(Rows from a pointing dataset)
┌──

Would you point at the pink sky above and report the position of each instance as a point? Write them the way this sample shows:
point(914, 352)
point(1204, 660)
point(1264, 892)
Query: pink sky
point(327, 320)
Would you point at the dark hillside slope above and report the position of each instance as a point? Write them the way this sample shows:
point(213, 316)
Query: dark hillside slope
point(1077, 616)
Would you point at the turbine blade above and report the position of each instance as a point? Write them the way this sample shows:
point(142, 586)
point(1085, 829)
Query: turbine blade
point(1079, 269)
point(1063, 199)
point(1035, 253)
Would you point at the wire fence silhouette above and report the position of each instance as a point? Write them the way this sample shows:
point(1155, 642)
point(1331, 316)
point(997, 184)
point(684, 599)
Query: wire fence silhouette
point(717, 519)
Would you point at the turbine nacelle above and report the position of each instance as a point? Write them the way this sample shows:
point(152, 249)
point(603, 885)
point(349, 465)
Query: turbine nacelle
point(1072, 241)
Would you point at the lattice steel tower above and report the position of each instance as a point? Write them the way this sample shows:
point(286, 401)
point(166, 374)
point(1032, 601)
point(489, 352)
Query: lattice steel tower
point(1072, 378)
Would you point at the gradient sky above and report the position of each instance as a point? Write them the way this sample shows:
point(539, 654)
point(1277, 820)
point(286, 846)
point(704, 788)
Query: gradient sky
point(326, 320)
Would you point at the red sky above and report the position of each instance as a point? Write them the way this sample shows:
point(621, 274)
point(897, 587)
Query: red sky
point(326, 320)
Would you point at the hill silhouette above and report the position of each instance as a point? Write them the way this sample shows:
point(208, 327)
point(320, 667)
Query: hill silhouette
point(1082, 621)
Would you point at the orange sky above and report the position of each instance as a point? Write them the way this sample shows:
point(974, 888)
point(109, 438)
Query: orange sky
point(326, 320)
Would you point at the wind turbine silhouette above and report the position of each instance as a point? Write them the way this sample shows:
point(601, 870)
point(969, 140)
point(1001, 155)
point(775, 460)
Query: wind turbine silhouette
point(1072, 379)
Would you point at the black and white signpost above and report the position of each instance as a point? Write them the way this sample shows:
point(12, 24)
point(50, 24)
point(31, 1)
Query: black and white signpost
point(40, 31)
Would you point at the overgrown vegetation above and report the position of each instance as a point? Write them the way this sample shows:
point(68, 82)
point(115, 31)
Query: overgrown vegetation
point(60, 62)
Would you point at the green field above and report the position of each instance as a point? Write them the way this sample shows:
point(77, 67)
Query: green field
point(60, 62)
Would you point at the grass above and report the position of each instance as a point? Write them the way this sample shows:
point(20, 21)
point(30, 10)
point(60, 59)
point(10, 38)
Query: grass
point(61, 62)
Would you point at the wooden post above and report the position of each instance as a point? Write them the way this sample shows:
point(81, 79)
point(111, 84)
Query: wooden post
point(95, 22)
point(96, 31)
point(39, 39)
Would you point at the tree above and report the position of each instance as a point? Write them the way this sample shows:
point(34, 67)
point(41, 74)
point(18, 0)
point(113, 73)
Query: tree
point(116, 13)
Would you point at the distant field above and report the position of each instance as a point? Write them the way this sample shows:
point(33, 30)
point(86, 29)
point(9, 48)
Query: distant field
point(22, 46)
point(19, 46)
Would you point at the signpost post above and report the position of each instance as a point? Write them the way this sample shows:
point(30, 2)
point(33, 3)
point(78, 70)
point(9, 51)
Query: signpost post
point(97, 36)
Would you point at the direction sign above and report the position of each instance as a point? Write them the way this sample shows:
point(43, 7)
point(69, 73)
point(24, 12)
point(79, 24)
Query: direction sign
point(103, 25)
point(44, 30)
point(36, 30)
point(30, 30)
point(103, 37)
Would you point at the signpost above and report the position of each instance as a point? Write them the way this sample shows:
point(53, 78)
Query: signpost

└──

→ **WORK TO DO**:
Please copy the stretch from the line containing "Would you point at the hill" through the line containing "point(1082, 621)", swapping "hill silhouette" for "ridge silhouette" and changing nothing else.

→ **SOLUTION BELOW**:
Would you point at the ridge silhouette above and report the position of each instance as a point? Write them the way this sample shows:
point(208, 327)
point(320, 667)
Query: ridge silhouette
point(1082, 621)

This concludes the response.